Unlike conventional multicast transmission techniques, network device 24 sends a multicast stream to the requesting subscriber device on an OIF different than the interface on which network device 24 received the membership request. In fact, mapping interface 25 carries only IGMP proxy packets and does not carry actual multicast traffic. Furthermore, each of OIFs 29 is dedicated to a respective multicast group and not to the subscribed device 20 requesting the multicast stream. Therefore, network device 24 sends one copy of the multicast stream for all requesting subscriber devices 20 connected to the same network switch 22 instead of sending a separate copy of the multicast stream for each of the requesting subscriber devices.

As shown in FIG. 2, network switch 22 is responsible for replicating and forwarding the multicast streams from network device 24 to subscriber devices 20. Network switch 22 performs a cross-connection between the dedicated OIFs 29 of network device 24 and the multicast interfaces 28 of subscriber devices 20. In order to perform the cross-connection, network switch 22 is aware of the multicast groups in which subscriber devices 20 are interested. Network switch 22 may gain this knowledge by snooping the membership requests on mapping interface 25 or by receiving Layer 2 Control Protocol (L2CP) instructions from network device 24.

* INSTRUCTION
Repeat the multicast passage above word for word, in full.

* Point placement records

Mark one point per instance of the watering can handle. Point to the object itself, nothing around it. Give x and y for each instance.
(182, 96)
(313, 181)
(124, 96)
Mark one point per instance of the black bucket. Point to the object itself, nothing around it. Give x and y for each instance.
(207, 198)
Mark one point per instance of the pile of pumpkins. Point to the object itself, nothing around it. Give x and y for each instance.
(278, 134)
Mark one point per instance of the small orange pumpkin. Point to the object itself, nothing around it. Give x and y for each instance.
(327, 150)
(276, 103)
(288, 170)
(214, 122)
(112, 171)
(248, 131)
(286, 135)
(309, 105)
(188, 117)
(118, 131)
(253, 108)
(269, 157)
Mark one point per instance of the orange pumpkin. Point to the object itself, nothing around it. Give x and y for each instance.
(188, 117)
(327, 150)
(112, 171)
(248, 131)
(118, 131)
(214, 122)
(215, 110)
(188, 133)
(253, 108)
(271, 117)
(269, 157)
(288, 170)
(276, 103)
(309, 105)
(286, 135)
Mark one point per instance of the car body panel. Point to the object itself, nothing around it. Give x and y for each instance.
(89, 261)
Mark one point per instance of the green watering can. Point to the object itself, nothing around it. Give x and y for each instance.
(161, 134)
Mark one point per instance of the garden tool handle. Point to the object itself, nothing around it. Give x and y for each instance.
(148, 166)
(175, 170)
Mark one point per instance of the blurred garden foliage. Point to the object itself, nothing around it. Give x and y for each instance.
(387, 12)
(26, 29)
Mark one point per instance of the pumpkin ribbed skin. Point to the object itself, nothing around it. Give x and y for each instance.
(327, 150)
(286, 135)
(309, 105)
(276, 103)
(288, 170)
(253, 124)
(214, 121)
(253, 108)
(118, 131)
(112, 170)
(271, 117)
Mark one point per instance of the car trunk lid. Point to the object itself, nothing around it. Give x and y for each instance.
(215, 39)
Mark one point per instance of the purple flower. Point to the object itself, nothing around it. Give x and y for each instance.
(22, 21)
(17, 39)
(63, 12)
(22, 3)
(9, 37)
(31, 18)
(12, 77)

* WRITTEN RESPONSE
Unlike conventional multicast transmission techniques, network device 24 sends a multicast stream to the requesting subscriber device on an OIF different than the interface on which network device 24 received the membership request. In fact, mapping interface 25 carries only IGMP proxy packets and does not carry actual multicast traffic. Furthermore, each of OIFs 29 is dedicated to a respective multicast group and not to the subscribed device 20 requesting the multicast stream. Therefore, network device 24 sends one copy of the multicast stream for all requesting subscriber devices 20 connected to the same network switch 22 instead of sending a separate copy of the multicast stream for each of the requesting subscriber devices.

As shown in FIG. 2, network switch 22 is responsible for replicating and forwarding the multicast streams from network device 24 to subscriber devices 20. Network switch 22 performs a cross-connection between the dedicated OIFs 29 of network device 24 and the multicast interfaces 28 of subscriber devices 20. In order to perform the cross-connection, network switch 22 is aware of the multicast groups in which subscriber devices 20 are interested. Network switch 22 may gain this knowledge by snooping the membership requests on mapping interface 25 or by receiving Layer 2 Control Protocol (L2CP) instructions from network device 24.